Records provided –
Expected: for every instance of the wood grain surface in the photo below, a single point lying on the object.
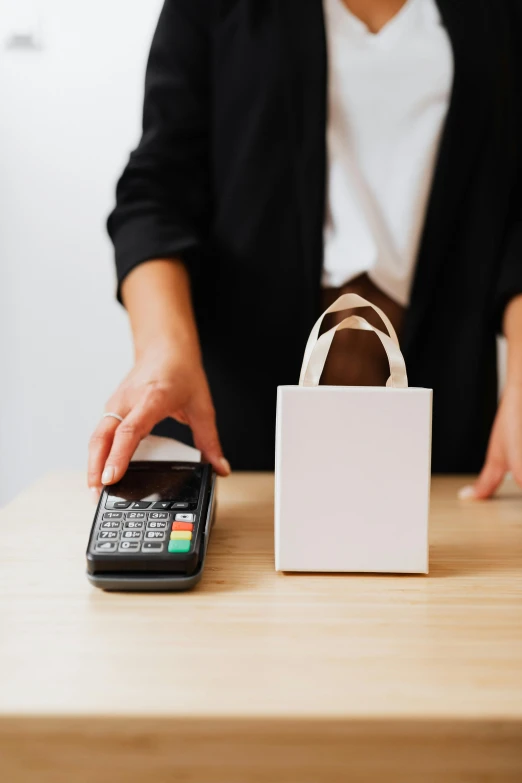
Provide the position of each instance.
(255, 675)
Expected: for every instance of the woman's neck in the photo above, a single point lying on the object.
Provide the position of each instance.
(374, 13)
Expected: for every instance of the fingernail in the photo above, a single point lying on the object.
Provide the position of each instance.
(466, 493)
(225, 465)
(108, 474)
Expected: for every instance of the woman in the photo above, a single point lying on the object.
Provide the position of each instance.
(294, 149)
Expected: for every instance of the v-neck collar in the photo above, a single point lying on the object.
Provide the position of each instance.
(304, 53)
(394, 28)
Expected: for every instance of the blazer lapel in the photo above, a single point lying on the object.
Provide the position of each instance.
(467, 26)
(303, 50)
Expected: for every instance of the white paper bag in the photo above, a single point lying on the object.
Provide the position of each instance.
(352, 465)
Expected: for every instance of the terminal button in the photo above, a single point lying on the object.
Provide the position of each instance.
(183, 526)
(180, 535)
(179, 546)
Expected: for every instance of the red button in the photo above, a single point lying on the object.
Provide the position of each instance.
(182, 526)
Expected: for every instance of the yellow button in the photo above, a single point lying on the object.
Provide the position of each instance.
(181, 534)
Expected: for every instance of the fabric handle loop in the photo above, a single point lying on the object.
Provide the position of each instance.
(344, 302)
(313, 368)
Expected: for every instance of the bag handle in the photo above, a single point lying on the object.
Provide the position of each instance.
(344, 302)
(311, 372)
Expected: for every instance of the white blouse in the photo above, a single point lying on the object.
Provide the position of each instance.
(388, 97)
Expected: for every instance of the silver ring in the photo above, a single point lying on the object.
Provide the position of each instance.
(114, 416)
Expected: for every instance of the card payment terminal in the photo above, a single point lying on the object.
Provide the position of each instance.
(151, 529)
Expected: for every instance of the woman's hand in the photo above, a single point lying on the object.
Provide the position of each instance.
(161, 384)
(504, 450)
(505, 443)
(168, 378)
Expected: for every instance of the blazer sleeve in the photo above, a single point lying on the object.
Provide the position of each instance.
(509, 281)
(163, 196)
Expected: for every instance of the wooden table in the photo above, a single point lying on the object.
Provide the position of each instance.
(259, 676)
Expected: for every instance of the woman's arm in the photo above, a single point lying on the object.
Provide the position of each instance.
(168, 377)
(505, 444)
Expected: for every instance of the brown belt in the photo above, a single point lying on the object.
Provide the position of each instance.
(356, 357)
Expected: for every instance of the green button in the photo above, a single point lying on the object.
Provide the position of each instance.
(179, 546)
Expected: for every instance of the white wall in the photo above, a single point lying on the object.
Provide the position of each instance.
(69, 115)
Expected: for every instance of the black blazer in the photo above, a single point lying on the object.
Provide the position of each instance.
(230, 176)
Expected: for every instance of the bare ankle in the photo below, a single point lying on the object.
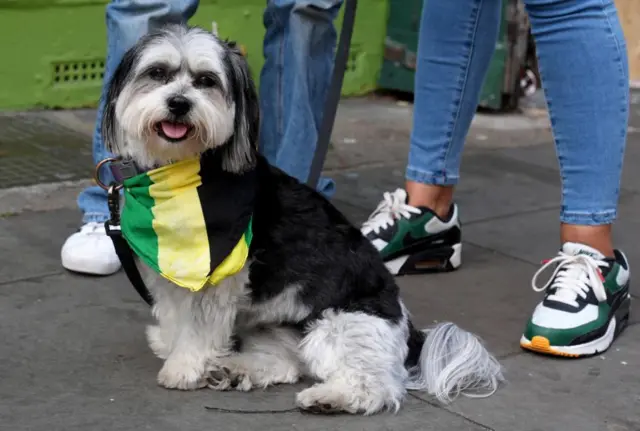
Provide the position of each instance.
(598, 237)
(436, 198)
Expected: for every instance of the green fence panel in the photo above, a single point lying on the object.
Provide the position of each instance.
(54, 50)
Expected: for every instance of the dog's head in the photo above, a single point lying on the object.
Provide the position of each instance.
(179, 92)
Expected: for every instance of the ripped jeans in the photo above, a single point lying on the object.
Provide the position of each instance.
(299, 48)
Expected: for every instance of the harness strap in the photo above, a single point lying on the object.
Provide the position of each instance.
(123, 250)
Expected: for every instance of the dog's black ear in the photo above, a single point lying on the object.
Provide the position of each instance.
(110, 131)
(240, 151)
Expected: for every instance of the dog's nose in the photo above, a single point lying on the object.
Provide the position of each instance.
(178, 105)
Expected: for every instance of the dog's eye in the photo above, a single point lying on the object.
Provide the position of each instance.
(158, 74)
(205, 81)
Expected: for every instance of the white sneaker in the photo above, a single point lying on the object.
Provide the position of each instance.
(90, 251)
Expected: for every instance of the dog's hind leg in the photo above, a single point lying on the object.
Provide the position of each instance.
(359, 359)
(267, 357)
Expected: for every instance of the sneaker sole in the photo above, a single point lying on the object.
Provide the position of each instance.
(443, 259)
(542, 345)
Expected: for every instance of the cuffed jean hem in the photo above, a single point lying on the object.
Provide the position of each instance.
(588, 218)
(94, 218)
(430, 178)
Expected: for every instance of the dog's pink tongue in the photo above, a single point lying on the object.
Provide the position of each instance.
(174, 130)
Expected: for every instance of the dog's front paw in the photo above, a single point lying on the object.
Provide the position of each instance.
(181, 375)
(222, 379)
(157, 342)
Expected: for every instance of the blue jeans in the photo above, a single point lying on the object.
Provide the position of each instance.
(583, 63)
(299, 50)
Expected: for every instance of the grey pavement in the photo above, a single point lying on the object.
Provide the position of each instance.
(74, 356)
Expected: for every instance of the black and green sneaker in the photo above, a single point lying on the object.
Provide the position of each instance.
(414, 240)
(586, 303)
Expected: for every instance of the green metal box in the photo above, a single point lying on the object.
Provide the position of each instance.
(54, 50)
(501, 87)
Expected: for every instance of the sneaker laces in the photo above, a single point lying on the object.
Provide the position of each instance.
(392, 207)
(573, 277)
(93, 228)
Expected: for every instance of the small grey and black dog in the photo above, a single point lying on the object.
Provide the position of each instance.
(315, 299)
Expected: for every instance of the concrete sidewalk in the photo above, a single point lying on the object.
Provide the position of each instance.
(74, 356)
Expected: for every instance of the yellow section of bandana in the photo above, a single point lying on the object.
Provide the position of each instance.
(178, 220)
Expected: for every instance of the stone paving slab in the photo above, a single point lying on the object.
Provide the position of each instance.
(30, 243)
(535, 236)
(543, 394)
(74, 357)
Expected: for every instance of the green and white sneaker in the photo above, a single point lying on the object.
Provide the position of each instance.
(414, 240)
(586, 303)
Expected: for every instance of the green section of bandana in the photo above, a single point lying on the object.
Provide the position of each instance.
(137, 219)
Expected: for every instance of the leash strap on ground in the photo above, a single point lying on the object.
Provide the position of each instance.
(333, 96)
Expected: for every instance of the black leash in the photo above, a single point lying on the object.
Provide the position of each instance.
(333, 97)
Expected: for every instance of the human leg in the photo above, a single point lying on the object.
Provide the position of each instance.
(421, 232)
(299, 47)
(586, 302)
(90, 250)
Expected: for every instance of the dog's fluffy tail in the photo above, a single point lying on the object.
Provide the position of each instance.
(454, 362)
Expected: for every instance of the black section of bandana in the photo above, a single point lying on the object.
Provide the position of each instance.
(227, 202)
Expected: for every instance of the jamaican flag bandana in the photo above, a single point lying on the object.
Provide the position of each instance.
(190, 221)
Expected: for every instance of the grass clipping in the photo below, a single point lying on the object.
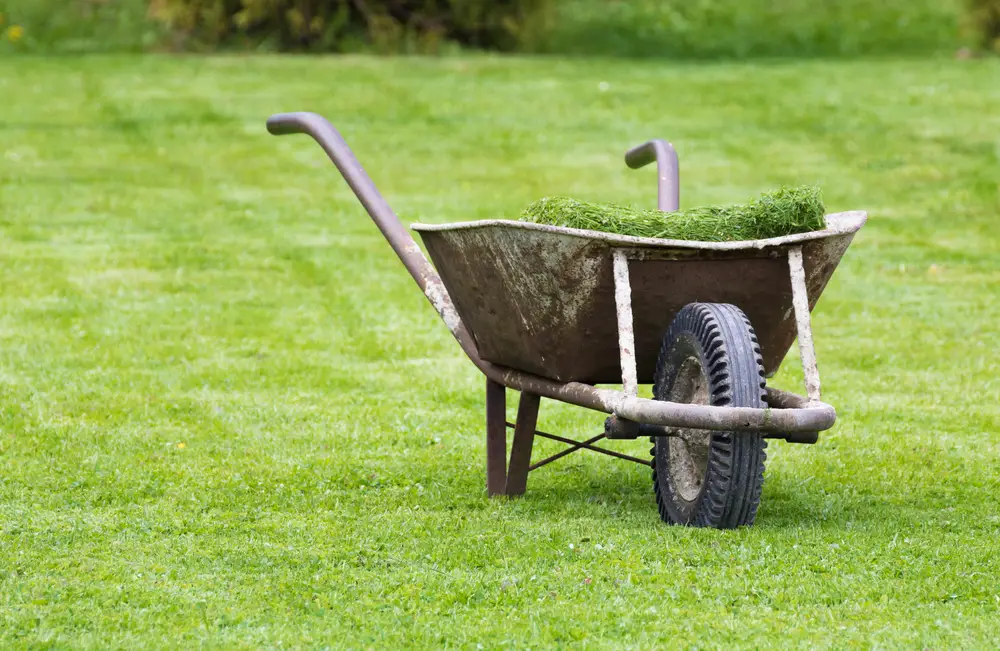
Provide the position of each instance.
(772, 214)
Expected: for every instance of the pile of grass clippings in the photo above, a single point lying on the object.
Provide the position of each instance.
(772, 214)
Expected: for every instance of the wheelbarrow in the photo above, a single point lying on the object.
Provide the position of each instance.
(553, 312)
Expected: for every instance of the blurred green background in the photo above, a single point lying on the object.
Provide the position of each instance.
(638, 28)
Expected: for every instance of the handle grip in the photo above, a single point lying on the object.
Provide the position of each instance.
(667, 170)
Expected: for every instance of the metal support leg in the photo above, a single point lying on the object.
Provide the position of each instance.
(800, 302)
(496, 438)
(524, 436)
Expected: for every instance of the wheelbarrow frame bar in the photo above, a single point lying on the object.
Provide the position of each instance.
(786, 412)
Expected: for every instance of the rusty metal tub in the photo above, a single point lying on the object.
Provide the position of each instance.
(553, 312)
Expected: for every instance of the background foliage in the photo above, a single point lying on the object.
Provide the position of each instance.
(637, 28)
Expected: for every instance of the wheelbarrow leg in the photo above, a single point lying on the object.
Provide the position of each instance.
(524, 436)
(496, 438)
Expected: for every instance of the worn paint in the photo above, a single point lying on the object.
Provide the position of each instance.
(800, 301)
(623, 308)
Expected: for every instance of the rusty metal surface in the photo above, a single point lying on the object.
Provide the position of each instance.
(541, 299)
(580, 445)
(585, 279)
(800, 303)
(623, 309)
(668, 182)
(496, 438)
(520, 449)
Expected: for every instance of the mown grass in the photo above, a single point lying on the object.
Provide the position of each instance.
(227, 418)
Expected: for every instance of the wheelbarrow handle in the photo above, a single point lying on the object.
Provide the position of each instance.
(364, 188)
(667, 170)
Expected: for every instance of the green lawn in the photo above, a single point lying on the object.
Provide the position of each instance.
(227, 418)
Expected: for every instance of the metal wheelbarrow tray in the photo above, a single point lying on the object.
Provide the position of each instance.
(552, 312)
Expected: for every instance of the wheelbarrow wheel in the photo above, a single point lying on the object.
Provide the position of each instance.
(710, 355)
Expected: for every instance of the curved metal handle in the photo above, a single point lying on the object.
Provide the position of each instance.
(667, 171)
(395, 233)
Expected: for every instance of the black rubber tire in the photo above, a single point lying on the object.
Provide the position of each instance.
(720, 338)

Work to be completed – Repeat the line that contains "Expected: for every instance of the mown", then every line after it until the records end, with nothing added.

Task result –
Expected: for every instance of the mown grass in the photo above, a single point lying on the object.
Provide the position of each instance.
(227, 418)
Expected: for every instance of the wheelbarrow handle in the photo above, a single point lying on the object.
Provide the position of each instance.
(364, 188)
(667, 170)
Expected: for every instance of the green lawn in the photo above, a single point lying on the object.
Provide the position of each instance.
(227, 418)
Expected: for every instance of the metal wheelbarrow tray in the photo above, a single point lying on the object.
Provide the position of each instance.
(552, 312)
Expected: for every instance of the wheelbarrow wheel in the photo above, a single point lying on the object.
Provide the position of each instance.
(710, 355)
Expected: for every instance of the curved metal handle in the photo above, a single point lying on the object.
Provide the position of each instance.
(667, 171)
(395, 233)
Expected: for every instance of the black rubber tire in the photo above, a single point lying on the object.
Provide the position of each instance.
(720, 338)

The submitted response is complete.